VASTGELEGDE GEGEVENS:
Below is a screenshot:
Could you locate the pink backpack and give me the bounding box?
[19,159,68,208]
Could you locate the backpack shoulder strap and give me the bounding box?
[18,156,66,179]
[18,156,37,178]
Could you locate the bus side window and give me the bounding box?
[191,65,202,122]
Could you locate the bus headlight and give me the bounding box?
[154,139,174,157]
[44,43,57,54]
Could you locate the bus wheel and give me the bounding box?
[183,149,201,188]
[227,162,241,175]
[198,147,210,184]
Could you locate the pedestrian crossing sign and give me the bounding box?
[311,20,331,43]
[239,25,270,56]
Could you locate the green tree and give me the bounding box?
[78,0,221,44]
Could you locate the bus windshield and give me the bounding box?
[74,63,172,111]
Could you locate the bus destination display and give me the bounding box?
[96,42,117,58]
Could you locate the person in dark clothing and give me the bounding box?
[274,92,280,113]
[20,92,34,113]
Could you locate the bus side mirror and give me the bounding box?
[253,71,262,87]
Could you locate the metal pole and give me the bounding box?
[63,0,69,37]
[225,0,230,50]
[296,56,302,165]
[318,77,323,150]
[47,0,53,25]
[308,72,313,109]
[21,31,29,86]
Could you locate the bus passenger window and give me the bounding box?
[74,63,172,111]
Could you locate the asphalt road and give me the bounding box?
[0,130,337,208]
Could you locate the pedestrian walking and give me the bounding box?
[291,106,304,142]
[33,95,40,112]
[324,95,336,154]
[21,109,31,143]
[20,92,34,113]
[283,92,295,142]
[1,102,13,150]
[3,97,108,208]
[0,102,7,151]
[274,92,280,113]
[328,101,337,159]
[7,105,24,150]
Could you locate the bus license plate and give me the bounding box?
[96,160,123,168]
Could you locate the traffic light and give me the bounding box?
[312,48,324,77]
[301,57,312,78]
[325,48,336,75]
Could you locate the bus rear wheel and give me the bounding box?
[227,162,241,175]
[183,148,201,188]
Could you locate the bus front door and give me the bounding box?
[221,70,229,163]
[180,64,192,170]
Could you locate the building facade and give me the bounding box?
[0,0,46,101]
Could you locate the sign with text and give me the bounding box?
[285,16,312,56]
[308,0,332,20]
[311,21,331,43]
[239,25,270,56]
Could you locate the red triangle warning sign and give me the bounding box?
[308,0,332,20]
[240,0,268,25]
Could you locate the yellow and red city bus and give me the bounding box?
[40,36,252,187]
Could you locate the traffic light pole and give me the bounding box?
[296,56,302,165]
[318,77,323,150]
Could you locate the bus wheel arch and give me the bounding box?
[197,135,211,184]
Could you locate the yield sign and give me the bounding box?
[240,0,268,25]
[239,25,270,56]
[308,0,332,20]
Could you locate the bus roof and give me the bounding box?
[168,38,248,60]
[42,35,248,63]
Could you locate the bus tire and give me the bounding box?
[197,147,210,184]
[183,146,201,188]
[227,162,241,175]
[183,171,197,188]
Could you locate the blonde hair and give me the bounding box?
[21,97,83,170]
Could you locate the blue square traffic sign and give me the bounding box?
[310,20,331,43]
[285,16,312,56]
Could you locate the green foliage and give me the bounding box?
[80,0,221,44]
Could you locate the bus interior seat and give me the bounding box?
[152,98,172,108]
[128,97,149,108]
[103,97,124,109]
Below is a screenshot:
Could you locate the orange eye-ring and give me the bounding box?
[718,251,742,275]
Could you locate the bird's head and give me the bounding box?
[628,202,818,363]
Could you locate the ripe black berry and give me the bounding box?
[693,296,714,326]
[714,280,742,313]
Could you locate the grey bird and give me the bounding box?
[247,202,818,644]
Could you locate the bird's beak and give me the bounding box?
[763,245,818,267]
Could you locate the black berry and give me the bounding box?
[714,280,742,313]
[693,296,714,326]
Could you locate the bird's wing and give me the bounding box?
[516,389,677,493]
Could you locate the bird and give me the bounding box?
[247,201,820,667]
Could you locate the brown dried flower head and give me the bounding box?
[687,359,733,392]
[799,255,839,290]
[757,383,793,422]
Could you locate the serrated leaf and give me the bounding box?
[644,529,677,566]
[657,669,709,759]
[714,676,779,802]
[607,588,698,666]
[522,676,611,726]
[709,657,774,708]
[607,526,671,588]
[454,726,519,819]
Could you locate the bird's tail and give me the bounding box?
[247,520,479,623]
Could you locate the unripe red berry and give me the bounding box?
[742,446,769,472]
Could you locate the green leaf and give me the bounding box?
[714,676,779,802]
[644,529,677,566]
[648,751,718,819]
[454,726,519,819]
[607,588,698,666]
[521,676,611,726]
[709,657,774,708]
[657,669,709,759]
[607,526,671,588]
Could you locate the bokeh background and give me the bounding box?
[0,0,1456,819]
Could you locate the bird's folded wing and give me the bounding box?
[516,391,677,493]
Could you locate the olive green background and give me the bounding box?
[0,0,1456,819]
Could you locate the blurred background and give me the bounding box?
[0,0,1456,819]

TE DOEN: Herhaal alle regels vanaf de regel met "Could you locate the bokeh" tot en met het einde van de rijen, de verzoeken inbegrepen. Vermenigvuldig daarbij elk getal in de antwoorden (de coördinaten van de kaders) met 0,7 en rond af op hele getallen, met halven naar boven.

UITVOER:
Could you locate the bokeh background and give me the bounding box?
[0,0,1019,573]
Could you locate the bird's folded wing and give me the bounding box?
[361,274,474,345]
Could you locate the olive green background and give me the bounding box?
[0,0,1019,573]
Could you locate the blurred background and give me the bounding box?
[0,0,1019,573]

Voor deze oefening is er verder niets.